━━━━━ Document passage ━━━━━
Eating Disorders

Although eating disorders are relatively uncommon, they are most common amongst teenagers. The two most common eating disorders are anorexia nervosa and bulimia nervosa; these conditions are much more common in girls than boys but the number of boys affected by eating disorders is increasingly steadily year on year.

What are anorexia and bulimia?

Anorexia and bulimia are conditions that affect the way people eat and behave; they are characterised by an unhealthy relationship with food which affects a person’s mental health. People with anorexia usually eat very little and are obsessed with losing weight and becoming thin; in many cases, people with anorexia feel that they look fat even when they are dangerously thin. People with bulimia go through a continuous cycle of binge eating and vomiting. Anorexia often causes more extreme weight loss and is commonly more dangerous than bulimia.

What are the symptoms of an eating disorder?

Often people with an eating disorder become very secretive and withdrawn so it can be difficult to spot; however there are some common signs to look out for; these include:

  • Avoiding meals, especially at family mealtimes
  • Hiding food
  • Eating less
  • Weight loss
  • Emotional changes
  • Becoming withdrawn and quiet
  • Vomiting
  • Taking laxatives or slimming tablets
  • Changes in bowel movements

What are the effects of eating disorders?
━━━━━ Data section ━━━━━
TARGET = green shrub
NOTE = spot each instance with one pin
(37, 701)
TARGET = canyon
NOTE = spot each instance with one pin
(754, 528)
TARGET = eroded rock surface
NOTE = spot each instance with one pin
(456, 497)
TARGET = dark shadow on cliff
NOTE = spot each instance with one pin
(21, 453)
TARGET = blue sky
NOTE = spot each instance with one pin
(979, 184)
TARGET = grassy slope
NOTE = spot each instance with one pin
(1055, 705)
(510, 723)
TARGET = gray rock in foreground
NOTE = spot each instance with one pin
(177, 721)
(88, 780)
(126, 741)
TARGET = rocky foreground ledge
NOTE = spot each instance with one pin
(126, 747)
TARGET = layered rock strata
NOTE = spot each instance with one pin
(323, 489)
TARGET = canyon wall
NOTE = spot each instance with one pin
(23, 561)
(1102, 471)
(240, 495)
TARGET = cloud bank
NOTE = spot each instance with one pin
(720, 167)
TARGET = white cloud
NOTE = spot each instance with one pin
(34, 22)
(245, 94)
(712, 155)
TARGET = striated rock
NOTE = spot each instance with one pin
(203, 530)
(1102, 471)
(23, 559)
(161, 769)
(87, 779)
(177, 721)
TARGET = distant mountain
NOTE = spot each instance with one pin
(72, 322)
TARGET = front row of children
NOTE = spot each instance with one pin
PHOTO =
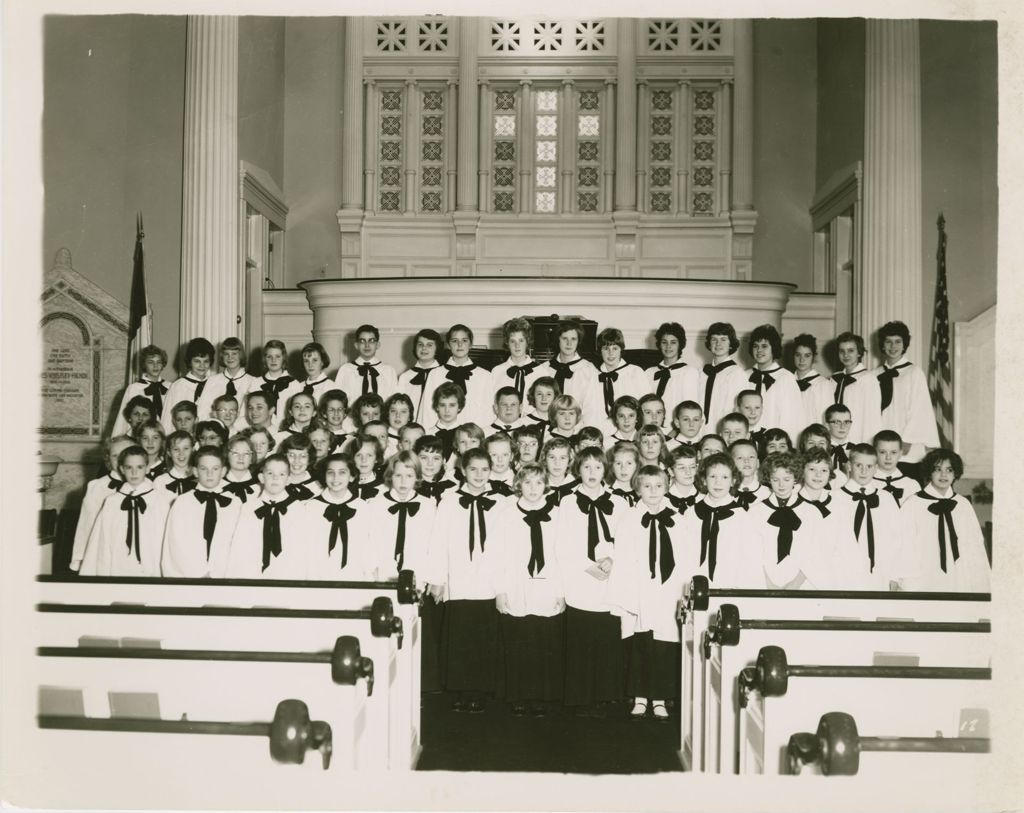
(549, 593)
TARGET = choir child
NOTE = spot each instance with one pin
(520, 370)
(199, 359)
(723, 379)
(585, 531)
(275, 378)
(864, 551)
(151, 385)
(625, 413)
(556, 457)
(615, 376)
(644, 588)
(682, 490)
(460, 570)
(906, 403)
(792, 530)
(622, 462)
(96, 490)
(239, 479)
(722, 540)
(270, 541)
(943, 547)
(673, 380)
(298, 451)
(314, 362)
(340, 540)
(201, 523)
(231, 380)
(127, 536)
(178, 478)
(529, 597)
(816, 391)
(687, 420)
(857, 389)
(367, 374)
(414, 381)
(783, 407)
(889, 446)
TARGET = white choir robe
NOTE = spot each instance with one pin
(920, 566)
(863, 399)
(738, 552)
(349, 380)
(95, 493)
(584, 591)
(450, 563)
(645, 603)
(728, 384)
(582, 387)
(133, 389)
(501, 378)
(246, 557)
(816, 397)
(898, 480)
(537, 594)
(847, 553)
(217, 386)
(324, 564)
(423, 412)
(631, 381)
(107, 552)
(184, 553)
(182, 389)
(683, 384)
(807, 548)
(910, 412)
(783, 407)
(383, 525)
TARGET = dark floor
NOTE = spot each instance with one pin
(560, 742)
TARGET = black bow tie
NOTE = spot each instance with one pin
(370, 375)
(664, 375)
(338, 515)
(596, 511)
(134, 505)
(478, 505)
(211, 500)
(710, 517)
(270, 514)
(534, 520)
(784, 518)
(403, 510)
(659, 539)
(942, 507)
(712, 371)
(865, 502)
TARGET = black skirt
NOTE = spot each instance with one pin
━━━━━
> **Activity list**:
**A.** In the eating disorders passage, what cycle do people with bulimia go through?
**B.** Please extend the eating disorders passage, picking up after its last line.

> **Answers by item**:
**A.** A continuous cycle of binge eating and vomiting.

**B.**
Eating disorders can potentially be very harmful and may even result in death if left untreated. Common effects of eating disorders include:

  • Unhealthy weight loss
  • Periods stop
  • Increased growth of body hair
  • Increased feeling of the cold
  • Exhaustion
  • Abnormal bowel movements

More severe eating disorders may also result in serious complications including organ failure, infertility and infections.

Treatment for eating disorders

The treatment you will be given will depend on the nature and severity of your illness; in severe cases, patients may have to be hospitalised, usually in a special unit to control body weight and monitor the patient’s heart rate and blood pressure. In milder cases, doctors often recommend a combination of therapy and counselling and nutritional advice; this helps patients to address the root cause of their negative relationship with food and learn about nutrition.